• **PASSAGE TO READ**
»»

Nursing homes linked to up to half of coronavirus deaths in Europe, WHO says
BRUSSELS - Up to half of coronavirus-related deaths in Europe are taking place in long-term care facilities such as nursing homes, the World Health Organization said Thursday, an assessment that suggests public health authorities may have allowed the pandemic to rage among some of their most vulnerable populations as they focused on hospitals and other aspects of their response.
A "deeply concerning picture" is emerging about residents of homes for the elderly, Hans Kluge, the WHO's top official for Europe, told reporters at a news conference Thursday. According to countries' estimates, he said, "up to half of those who have died from covid-19 were resident in long-term care facilities. This is an unimaginable human tragedy."
Kluge's warning focused on Europe, but the United States has also struggled with the pandemic at homes for the elderly. A Washington Post analysis this week found that nearly 1 in 10 nursing homes in the United States have reported cases of the coronavirus, with a death count that has reached the thousands.
Many countries in Europe have banned family visits to nursing homes, an attempt to shelter the facilities from the spread of the disease, since it is far more fatal among older people and those with pre-existing conditions. Those bans, though well-intentioned, may have deprived the elderly of advocates as conditions swiftly deteriorated.
"This pandemic has shown a spotlight on the overlooked and undervalued corners of our society," Kluge said.
He and other WHO officials who spoke Thursday said they did not have enough data to say conclusively that people in nursing homes were being transferred to hospitals less often than they should be, or that they were being discharged from hospitals prematurely - fears raised by advocates in Britain and elsewhere. But the WHO officials hinted strongly that those factors might be contributing to the high death rates.
"It is important that the decisions, the very tough decisions that have to be made, are not based on a single criteria like age," said Manfred Huber, a WHO long-term care specialist.

««

• **SUPPLIED ENTRIES**
»»

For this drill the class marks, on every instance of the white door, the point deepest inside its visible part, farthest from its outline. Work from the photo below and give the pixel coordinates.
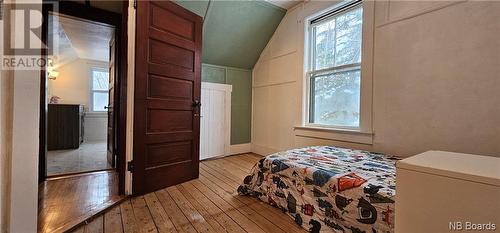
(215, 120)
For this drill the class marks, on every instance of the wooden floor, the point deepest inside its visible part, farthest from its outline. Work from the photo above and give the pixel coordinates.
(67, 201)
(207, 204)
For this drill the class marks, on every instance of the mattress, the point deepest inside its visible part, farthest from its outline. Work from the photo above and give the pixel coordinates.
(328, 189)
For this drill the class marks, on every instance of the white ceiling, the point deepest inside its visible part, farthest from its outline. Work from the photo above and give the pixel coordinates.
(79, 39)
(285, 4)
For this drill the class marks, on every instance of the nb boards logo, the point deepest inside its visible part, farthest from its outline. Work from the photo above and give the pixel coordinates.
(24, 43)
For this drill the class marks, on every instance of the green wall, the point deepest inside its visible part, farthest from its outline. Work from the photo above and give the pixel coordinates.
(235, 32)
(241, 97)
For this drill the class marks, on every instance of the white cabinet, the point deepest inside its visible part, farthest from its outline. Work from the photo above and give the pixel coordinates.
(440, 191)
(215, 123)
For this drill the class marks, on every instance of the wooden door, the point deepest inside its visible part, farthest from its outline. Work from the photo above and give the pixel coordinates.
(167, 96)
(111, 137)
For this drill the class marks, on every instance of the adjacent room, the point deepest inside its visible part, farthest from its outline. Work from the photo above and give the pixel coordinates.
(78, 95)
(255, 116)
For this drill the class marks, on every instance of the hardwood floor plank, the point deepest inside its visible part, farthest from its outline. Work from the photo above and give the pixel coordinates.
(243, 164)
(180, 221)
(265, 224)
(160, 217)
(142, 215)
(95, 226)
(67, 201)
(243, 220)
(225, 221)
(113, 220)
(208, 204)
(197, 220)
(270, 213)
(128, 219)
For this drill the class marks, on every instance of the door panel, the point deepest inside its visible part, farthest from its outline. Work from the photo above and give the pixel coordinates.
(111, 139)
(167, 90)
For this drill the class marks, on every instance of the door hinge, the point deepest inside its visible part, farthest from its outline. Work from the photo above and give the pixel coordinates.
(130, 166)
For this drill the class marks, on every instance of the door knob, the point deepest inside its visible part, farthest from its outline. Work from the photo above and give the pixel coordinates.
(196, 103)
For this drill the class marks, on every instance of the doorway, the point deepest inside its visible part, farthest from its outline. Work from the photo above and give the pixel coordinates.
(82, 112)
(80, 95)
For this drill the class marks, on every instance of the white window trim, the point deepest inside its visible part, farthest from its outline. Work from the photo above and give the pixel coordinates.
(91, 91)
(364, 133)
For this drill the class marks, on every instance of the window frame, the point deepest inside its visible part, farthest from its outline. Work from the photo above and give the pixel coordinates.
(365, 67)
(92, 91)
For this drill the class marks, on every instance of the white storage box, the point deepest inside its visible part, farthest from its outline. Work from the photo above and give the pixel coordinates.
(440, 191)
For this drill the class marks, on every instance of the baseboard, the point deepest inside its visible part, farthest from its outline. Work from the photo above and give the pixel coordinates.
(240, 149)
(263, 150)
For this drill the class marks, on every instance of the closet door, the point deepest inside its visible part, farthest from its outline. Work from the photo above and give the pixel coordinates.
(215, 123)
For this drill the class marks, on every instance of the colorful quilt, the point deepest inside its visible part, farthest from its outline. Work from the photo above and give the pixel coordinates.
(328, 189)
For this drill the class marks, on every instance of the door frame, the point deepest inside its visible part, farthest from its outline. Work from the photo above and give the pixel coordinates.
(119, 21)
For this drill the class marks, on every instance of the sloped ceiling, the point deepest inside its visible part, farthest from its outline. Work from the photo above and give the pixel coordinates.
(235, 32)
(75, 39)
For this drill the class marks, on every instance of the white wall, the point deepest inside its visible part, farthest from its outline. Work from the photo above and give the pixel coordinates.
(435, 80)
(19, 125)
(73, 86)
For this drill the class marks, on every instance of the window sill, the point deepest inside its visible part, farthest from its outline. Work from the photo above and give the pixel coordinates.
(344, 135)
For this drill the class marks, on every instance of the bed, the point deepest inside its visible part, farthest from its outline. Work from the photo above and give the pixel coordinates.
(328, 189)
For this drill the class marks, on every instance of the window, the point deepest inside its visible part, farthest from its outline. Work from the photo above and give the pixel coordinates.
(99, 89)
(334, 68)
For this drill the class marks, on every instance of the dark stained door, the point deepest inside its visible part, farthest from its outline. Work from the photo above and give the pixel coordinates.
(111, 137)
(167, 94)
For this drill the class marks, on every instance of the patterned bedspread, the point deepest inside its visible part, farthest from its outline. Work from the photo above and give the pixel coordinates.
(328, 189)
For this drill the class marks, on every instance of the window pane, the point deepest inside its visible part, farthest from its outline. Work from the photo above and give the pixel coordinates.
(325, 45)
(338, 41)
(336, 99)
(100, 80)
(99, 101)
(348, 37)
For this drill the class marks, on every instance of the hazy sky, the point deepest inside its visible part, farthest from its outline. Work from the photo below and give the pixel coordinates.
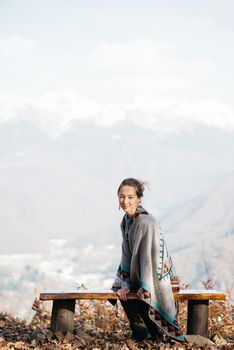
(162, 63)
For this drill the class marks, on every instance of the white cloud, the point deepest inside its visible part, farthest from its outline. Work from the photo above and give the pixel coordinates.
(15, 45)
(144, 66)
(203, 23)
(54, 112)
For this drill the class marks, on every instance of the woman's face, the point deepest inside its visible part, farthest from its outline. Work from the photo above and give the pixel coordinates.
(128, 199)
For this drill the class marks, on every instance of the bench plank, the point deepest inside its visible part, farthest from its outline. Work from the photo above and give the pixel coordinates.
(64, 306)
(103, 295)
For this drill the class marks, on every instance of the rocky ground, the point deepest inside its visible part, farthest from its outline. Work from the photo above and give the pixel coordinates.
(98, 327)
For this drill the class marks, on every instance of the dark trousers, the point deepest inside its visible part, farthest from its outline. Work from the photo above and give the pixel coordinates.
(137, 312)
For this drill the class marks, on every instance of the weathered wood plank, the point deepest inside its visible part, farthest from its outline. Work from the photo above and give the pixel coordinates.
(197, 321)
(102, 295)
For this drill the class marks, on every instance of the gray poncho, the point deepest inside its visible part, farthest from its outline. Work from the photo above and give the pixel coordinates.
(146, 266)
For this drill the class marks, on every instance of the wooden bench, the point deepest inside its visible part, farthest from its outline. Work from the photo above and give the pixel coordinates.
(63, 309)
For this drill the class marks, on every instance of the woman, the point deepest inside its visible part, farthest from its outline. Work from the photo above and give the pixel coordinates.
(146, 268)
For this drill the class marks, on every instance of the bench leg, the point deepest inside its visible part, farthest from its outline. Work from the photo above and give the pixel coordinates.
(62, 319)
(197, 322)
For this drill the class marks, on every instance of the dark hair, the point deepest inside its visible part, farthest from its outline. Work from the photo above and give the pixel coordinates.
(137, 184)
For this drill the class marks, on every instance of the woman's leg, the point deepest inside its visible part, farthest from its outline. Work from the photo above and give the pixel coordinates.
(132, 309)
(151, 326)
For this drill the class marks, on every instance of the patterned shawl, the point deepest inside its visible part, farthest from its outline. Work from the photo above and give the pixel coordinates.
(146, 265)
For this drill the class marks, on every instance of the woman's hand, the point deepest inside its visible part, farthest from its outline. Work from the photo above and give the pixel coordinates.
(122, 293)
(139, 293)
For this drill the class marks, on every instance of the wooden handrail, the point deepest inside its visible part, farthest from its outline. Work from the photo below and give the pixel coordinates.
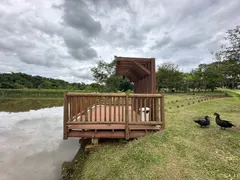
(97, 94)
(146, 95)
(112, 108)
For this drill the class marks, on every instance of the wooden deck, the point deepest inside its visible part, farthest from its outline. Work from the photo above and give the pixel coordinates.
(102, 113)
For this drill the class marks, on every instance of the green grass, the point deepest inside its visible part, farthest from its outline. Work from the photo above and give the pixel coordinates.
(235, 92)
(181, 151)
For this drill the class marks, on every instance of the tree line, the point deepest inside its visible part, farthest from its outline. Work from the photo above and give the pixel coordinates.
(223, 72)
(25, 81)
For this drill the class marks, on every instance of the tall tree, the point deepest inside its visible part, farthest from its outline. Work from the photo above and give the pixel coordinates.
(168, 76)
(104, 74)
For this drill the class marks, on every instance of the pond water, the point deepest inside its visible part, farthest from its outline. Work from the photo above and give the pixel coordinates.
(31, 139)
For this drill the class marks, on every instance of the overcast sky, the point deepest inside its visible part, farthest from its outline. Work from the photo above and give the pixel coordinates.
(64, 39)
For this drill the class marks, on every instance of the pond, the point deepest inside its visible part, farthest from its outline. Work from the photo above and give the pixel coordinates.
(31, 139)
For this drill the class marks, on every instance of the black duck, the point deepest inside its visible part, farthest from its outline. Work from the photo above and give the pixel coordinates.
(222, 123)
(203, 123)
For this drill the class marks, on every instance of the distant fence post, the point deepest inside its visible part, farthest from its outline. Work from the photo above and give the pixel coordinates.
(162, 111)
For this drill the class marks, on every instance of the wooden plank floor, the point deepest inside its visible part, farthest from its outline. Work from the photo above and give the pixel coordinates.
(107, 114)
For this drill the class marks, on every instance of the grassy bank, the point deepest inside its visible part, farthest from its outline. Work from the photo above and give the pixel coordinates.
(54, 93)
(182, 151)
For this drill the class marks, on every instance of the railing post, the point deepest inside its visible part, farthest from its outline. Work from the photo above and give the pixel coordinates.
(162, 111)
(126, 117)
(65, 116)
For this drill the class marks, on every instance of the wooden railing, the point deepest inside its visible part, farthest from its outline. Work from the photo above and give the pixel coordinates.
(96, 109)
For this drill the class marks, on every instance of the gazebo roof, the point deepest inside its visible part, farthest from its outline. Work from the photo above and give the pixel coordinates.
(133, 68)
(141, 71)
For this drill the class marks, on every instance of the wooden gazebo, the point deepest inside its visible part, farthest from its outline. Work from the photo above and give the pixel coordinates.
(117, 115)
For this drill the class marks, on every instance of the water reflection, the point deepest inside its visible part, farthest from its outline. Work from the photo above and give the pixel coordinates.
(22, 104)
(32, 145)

««

• **ASSIGNED TASK 1**
Rewrite the paragraph of the article on nursing home deaths that begins "Many countries in Europe have banned family visits" in fewer words, keeping its main facts.
• **ASSIGNED TASK 2**
According to the article on nursing home deaths, what share of coronavirus-related deaths in Europe are taking place in long-term care facilities?
• **ASSIGNED TASK 3**
From the article on nursing home deaths, write out the passage starting at "He and other" and ending at "high death rates.".

• **SOLUTION 1**
To protect nursing homes from a disease that is far deadlier for older people and those with pre-existing conditions, many European countries banned family visits. The bans were well-meant, but they may have left the elderly without advocates as conditions rapidly worsened.

• **SOLUTION 2**
Up to half.

• **SOLUTION 3**
He and other WHO officials who spoke Thursday said they did not have enough data to say conclusively that people in nursing homes were being transferred to hospitals less often than they should be, or that they were being discharged from hospitals prematurely - fears raised by advocates in Britain and elsewhere. But the WHO officials hinted strongly that those factors might be contributing to the high death rates.